** PAGE **
··········
LSU at Arkanas from 1994 on ESPN Classic.  I'm SHOCKED at the difference in atmosphere, crowd enthusiasm, team, EVERYTHING.  We were a Duke, NC or KY back then.

Biggus Piggus

Quote from: lynbug on February 10, 2017, 09:56:59 am
LSU at Arkanas from 1994 on ESPN Classic.  I'm SHOCKED at the difference in atmosphere, crowd enthusiasm, team, EVERYTHING.  We were a Duke, NC or KY back then.

Is this news to you?
[CENSORED]!

 

lynbug

Quote from: Biggus Piggus on February 10, 2017, 10:08:51 am
Is this news to you?
No, but I get so caught up in what can make us better NOW that I sometimes forget just how great things were THEN. And watching it on a  big screen, the crowd, team, everything, is like a dagger to the heart.

Biggus Piggus

All we can do is focus on giving the program a chance to be great. It will not happen without enthusiastic fans. What is the best way to rekindle enthusiasm?
[CENSORED]!

lutherheggs

Quote from: Biggus Piggus on February 10, 2017, 10:32:31 am
All we can do is focus on giving the program a chance to be great. It will not happen without enthusiastic fans. What is the best way to rekindle enthusiasm?
It is a simple answer but not simple to execute it. The answer is hire the right head coach. Sutton and Richardson for example. They kindle and renew enthusiasm in the fanbase by implementing their system of recruiting and coaching and vision for a program. They are not a dime a dozen or we would not be where we are. Look at the hires since Richardson. All horrible relative to Richardson and Sutton.

A great head coach leads the boys (yes, boys, they are not men yet) on the team and gets their respect and confidence. It takes a tough, smart man: not a man like Nutt. A head coach cannot be a player's buddy. You think Sutton was any player's buddy? You think Saban is a friend to any of his players?

It is a difficult challenge and most AD's will never figure out the formula on how to identify and hire the better coaches so they just keep making guesses. And with guesses you get the Fords, Nutts, Smiths, Heaths, Pelphreys, Bielemas and Andersons of the coaching world.

HOGINTENNESSEE

Quote from: lynbug on February 10, 2017, 09:56:59 am
LSU at Arkanas from 1994 on ESPN Classic.  I'm SHOCKED at the difference in atmosphere, crowd enthusiasm, team, EVERYTHING.  We were a Duke, NC or KY back then.

Actually we were better than them

Biggus Piggus

Eddie Sutton came from Creighton. Nolan Richardson came from Tulsa. Chances are, the right coach would be a highly successful coach at a mid-major. That coach must be a master of a well-rounded system of playing basketball.

Before getting to Arkansas, Sutton was an extremely successful juco head coach who then went to Creighton (an independent at the time), which had been entrenched in losing. Sutton had four ordinary but winning teams, then took the Blue Jays to the NCAAT in 1974. The tournament was a much more select event back then.

We hired Sutton off his one great season, but he'd proven that he could run a team for five years and bring it to a higher level. Sutton also had played and coached for Henry Iba.
··········
** DATA PROVIDED **

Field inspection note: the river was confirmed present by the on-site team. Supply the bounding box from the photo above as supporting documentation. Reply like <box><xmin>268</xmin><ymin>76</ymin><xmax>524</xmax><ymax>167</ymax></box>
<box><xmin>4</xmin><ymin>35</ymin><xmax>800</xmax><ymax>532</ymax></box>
··········
** PROBLEM A **
Output the stretch of the basketball forum thread from "It is a difficult" through "of playing basketball.".
** PROBLEM B **
In the basketball forum thread, why does lutherheggs say athletic directors keep ending up with poor head coaches?
** PROBLEM C **
Write the next part of the basketball forum thread, picking up after its last post.

** EXPECTED ANSWER A **
It is a difficult challenge and most AD's will never figure out the formula on how to identify and hire the better coaches so they just keep making guesses. And with guesses you get the Fords, Nutts, Smiths, Heaths, Pelphreys, Bielemas and Andersons of the coaching world.

HOGINTENNESSEE

Quote from: lynbug on February 10, 2017, 09:56:59 am
LSU at Arkanas from 1994 on ESPN Classic.  I'm SHOCKED at the difference in atmosphere, crowd enthusiasm, team, EVERYTHING.  We were a Duke, NC or KY back then.

Actually we were better than them

Biggus Piggus

Eddie Sutton came from Creighton. Nolan Richardson came from Tulsa. Chances are, the right coach would be a highly successful coach at a mid-major. That coach must be a master of a well-rounded system of playing basketball.

** EXPECTED ANSWER B **
Most athletic directors never figure out how to identify and hire the better coaches, so they keep making guesses. Those guesses produce coaches like Ford, Nutt, Smith, Heath, Pelphrey, Bielema and Anderson.

** EXPECTED ANSWER C **
Before Arkansas hired him, Richardson had been a highly successful juco head coach who then went to Tulsa and compiled a 119-37 record, including 78% winning in the Missouri Valley.

The MVC back then was tough, a three-NCAAT-bid conference.

These days, if a mid-major coach approaches 100 wins with a gaudy winning %, he's either gone, or there to stay. Does Marshall or Few need to go somewhere else to accomplish what they want to do? A coach can get to the Final Four from Butler anymore.
[CENSORED]!

lutherheggs

Quote from: Biggus Piggus on February 10, 2017, 10:58:48 am
Eddie Sutton came from Creighton. Nolan Richardson came from Tulsa. Chances are, the right coach would be a highly successful coach at a mid-major. That coach must be a master of a well-rounded system of playing basketball.

Before getting to Arkansas, Sutton was an extremely successful juco head coach who then went to Creighton (an independent at the time), which had been entrenched in losing. Sutton had four ordinary but winning teams, then took the Blue Jays to the NCAAT in 1974. The tournament was a much more select event back then.

We hired Sutton off his one great season, but he'd proven that he could run a team for five years and bring it to a higher level. Sutton also had played and coached for Henry Iba.

Before Arkansas hired him, Richardson had been a highly successful juco head coach who then went to Tulsa and compiled a 119-37 record, including 78% winning in the Missouri Valley.

The MVC back then was tough, a three-NCAAT-bid conference.

These days, if a mid-major coach approaches 100 wins with a gaudy winning %, he's either gone, or there to stay. Does Marshall or Few need to go somewhere else to accomplish what they want to do? A coach can get to the Final Four from Butler anymore.
Thanks for providing a little color to my reply. JFB identified those two coaches. Long is no JFB but it is the rare AD who was or is as great at his job as JFB. That's the issue here I guess: finding the great AD.

lynbug

Quote from: Biggus Piggus on February 10, 2017, 10:32:31 am
All we can do is focus on giving the program a chance to be great. It will not happen without enthusiastic fans. What is the best way to rekindle enthusiasm?
WINNING........CONSISTENTLY......GETTING A LITTLE BIT BETTER EVERY GAME.(not asking for much, am I)

lutherheggs

Quote from: lynbug on February 10, 2017, 11:10:49 am
WINNING........CONSISTENTLY......GETTING A LITTLE BIT BETTER EVERY GAME.(not asking for much, am I)
Again, winning is the result, not the how. How you get to winning is done only one way: hiring the right head coach.

Ex-Trumpet

wathe:  From Middle English wathe, waith, wayth, from Old English wāþ ("wandering, journey; pursuit, hunt, hunting, chase") and Old Norse veiðr ("hunt, chase"), both from Proto-Germanic *waiþō, *waiþiz ("hunt, pasture, food"), from Proto-Indo-European *weye- ("to drive").

http://www.yourdictionary.com/wathe
Do dyslexic, agnostic insomniacs lie awake at night wondering if there really is a dog?

Ex-Trumpet

At first, I thought the title may have been a typo...but turns out, it's a very fitting title!!  :)
Do dyslexic, agnostic insomniacs lie awake at night wondering if there really is a dog?

Sivad

Anderson and his Fastest40 has us all writhing.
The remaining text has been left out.